INPUT:
============

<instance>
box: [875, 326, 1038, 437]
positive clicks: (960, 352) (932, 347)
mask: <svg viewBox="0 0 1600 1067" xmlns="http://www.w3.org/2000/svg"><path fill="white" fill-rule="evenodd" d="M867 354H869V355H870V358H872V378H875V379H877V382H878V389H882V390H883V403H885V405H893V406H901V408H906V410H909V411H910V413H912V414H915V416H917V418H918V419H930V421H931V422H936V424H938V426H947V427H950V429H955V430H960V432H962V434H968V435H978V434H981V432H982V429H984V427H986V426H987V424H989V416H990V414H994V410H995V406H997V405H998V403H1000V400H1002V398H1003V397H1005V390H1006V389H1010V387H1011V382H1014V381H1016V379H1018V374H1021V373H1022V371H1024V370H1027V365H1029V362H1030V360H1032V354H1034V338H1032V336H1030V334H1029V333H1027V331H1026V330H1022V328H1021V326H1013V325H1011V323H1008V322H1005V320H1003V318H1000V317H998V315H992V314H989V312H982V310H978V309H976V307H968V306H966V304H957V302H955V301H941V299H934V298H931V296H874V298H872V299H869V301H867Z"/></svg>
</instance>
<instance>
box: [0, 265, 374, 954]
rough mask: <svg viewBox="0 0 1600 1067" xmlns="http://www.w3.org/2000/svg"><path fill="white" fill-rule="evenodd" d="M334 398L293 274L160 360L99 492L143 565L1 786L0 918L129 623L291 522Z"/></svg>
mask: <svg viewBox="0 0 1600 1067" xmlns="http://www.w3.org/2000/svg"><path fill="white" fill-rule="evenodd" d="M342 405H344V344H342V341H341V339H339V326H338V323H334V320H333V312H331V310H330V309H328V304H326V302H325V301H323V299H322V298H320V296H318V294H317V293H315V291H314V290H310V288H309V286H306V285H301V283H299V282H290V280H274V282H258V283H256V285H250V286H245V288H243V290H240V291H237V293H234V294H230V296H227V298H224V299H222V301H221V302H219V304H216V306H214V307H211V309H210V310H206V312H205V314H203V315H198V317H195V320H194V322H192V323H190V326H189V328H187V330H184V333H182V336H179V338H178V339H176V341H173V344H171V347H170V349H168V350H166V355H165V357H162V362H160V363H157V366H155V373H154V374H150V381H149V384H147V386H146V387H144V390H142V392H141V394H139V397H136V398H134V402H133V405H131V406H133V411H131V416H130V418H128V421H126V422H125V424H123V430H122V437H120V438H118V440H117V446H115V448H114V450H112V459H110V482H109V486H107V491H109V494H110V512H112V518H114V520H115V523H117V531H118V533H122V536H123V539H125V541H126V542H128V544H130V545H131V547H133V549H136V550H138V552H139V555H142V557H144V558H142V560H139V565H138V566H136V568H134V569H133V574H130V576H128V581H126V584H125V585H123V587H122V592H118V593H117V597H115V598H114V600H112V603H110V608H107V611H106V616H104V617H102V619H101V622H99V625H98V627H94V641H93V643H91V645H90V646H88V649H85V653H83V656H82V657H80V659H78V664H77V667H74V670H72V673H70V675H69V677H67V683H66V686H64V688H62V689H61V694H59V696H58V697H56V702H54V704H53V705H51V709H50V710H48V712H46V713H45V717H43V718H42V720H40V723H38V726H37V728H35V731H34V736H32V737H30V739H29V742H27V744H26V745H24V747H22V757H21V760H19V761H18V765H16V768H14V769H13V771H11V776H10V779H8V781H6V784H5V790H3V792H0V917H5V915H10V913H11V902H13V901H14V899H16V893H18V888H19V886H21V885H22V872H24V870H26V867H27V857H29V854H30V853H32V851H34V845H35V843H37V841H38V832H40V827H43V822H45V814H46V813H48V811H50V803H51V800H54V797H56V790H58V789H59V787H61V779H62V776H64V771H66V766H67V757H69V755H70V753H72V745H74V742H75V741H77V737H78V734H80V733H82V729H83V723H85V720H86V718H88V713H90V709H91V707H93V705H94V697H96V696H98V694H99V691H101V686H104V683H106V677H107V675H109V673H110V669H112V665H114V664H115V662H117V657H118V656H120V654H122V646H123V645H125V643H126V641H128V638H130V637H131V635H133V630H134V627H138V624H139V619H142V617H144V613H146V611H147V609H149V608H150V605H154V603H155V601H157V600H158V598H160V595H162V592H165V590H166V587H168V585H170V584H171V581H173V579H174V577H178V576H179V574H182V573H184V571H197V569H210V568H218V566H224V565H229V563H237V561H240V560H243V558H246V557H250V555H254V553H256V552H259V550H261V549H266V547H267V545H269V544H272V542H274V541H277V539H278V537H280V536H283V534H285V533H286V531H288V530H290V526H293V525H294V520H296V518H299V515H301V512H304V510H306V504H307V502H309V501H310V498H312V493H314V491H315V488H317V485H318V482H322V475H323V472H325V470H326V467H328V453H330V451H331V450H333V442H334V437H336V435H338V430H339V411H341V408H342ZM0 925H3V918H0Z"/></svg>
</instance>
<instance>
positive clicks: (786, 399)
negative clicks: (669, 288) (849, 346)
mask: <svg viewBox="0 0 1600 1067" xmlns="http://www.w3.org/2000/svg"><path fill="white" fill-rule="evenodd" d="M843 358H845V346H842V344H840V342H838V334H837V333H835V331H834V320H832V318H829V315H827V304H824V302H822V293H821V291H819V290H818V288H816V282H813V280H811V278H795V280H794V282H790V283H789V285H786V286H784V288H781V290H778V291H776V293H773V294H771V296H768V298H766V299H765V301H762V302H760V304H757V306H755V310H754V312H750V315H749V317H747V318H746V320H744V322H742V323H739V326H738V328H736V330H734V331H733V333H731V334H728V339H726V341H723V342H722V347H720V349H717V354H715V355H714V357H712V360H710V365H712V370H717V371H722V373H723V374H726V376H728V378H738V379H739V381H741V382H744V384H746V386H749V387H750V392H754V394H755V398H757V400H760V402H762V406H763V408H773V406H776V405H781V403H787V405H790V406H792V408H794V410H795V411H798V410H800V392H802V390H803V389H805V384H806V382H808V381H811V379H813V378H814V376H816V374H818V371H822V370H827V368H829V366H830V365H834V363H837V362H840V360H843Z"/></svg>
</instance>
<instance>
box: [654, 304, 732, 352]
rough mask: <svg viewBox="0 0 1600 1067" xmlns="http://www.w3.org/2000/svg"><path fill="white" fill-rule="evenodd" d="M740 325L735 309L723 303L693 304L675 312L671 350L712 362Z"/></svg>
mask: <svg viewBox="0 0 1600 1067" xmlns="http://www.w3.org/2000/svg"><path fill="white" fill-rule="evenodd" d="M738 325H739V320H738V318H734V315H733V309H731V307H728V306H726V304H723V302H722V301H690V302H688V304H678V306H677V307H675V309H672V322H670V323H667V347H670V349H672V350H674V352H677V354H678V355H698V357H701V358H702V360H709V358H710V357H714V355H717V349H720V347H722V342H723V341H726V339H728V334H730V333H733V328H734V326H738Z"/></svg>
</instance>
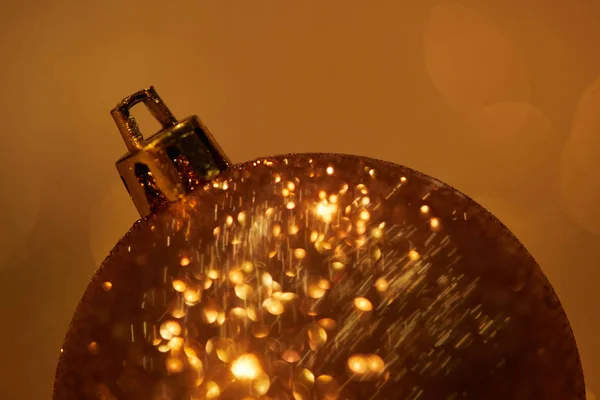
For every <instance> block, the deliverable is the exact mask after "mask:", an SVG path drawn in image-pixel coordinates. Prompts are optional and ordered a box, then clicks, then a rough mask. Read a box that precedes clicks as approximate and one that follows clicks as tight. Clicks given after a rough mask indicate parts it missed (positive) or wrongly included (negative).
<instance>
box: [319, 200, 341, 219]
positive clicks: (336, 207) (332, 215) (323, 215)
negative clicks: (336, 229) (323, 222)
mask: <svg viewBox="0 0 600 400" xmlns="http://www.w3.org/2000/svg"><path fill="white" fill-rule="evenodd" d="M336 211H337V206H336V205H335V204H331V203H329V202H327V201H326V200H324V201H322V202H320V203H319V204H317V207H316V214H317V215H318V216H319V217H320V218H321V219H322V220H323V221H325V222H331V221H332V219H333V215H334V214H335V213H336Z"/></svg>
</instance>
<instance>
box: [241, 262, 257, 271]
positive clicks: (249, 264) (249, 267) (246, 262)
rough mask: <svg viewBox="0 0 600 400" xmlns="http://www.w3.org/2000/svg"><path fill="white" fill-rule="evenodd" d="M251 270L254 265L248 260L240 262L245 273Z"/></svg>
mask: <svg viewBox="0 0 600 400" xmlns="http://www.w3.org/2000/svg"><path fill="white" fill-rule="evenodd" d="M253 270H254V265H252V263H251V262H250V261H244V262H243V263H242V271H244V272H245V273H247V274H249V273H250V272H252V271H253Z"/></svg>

============

DIRECTIVE: Collect every line of the entries that contains the word "negative", matching case exactly, and copy each one.

ANSWER SECTION:
negative clicks: (669, 288) (849, 346)
For every <instance> block, the deliverable is the exact mask after "mask:", an SVG path drawn in image-pixel coordinates. Prompts are optional and ordered a box, then clicks, then a rough mask. Read a box that precedes clicks as approximate and one that follows clicks as tight. Clicks given after a rough mask indicate parts it missed (positive) or wrongly included (negative).
negative clicks: (336, 229) (323, 222)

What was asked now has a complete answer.